- Document
——

Ray Nash (February 27, 1905May 21, 1982) was an American graphic arts historian and expert on calligraphy and the history of printing.

Biography 
Nash was born in Oregon and was a 1928 graduate of the University of Oregon. He was an art instructor at the New School in New York. In 1937 he began a long association with Dartmouth College as a lecturer; he received a graduate degree there in 1949 (along with an M.A. from Harvard in 1947), was a professor of art in 1949, Director of Publications in 1960, and a professor emeritus in 1970. Nash ran the Graphic Arts Workshop at Dartmouth from 1937 until 1970.

——

- Raw data
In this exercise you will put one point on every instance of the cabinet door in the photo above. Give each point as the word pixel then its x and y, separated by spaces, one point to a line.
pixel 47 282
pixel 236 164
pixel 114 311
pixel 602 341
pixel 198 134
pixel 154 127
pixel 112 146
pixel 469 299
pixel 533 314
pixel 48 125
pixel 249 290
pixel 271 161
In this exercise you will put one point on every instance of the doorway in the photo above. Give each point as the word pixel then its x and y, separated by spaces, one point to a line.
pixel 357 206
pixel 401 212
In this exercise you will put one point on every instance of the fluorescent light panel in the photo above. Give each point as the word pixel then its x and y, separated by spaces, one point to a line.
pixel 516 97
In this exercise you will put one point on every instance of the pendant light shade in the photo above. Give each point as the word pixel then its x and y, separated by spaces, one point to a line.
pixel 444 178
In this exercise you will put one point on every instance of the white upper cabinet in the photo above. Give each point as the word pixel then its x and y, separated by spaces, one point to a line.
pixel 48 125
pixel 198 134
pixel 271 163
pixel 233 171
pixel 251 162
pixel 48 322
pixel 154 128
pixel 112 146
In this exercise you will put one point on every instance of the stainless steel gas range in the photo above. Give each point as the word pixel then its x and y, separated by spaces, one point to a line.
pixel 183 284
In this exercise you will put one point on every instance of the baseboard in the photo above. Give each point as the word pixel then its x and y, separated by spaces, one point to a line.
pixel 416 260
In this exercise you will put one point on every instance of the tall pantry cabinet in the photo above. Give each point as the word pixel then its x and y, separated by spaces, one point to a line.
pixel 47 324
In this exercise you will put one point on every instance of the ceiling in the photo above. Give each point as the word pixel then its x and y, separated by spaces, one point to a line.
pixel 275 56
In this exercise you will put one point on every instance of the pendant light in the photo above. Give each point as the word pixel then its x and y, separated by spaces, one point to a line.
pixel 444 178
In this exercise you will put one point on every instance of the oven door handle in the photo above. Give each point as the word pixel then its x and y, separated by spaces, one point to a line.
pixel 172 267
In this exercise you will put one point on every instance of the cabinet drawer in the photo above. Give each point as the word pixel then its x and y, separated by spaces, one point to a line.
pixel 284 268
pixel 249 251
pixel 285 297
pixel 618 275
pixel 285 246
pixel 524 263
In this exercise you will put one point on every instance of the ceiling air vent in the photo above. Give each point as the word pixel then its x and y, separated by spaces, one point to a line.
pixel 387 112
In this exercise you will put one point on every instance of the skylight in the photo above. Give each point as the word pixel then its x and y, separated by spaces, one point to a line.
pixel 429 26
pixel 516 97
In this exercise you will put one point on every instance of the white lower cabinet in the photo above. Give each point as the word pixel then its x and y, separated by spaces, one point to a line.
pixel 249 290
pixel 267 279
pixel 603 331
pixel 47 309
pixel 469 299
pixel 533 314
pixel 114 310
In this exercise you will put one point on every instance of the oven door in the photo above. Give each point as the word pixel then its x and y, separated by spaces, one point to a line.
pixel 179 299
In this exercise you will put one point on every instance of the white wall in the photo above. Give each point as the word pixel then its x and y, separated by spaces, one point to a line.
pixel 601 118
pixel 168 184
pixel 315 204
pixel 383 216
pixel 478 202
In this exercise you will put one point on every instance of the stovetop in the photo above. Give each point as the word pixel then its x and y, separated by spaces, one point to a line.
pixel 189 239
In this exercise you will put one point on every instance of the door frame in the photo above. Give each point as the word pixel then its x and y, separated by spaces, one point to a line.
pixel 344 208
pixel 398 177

——

- Exercise 1
In the Ray Nash biography, during which years did he run the Graphic Arts Workshop at Dartmouth?
- Exercise 2
Carry the Ray Nash biography further, picking up right after its last sentence.

- Reply 1
From 1937 until 1970.

- Reply 2
In 1945, Nash designed a new railroad schedule for the Boston & Maine Railroad featuring legible typography and cartoon illustrators to decipher the previously confusing data. From 1953 to 1965, Nash was co-editor with Roderick Stinehour of Printing & Graphic Arts, a journal devoted to typography and printing and printed by the Stinehour Press in Lunenberg, Vermont.

Nash was awarded the AIGA medal in 1956.

According to the New York Times, "He lectured on  at Oxford University in 1965, was an authority on handwriting and the author of several books on calligraphy and printing. He was an officer of the Order of Leopold from the Belgian Government and a Fellow of the American Academy of Arts and Sciences and the Society of Antiquaries of London." Nash was an advisor to the Plantin-Moretus Museum in Antwerp.

Works
 Nash, Ray and Rugg, Harold Goddard, Pioneer printing at Dartmouth in issue 46 of Keepsake of the Columbiad Club, published by George T. Bailey, Hanover, 40 pages, 1941.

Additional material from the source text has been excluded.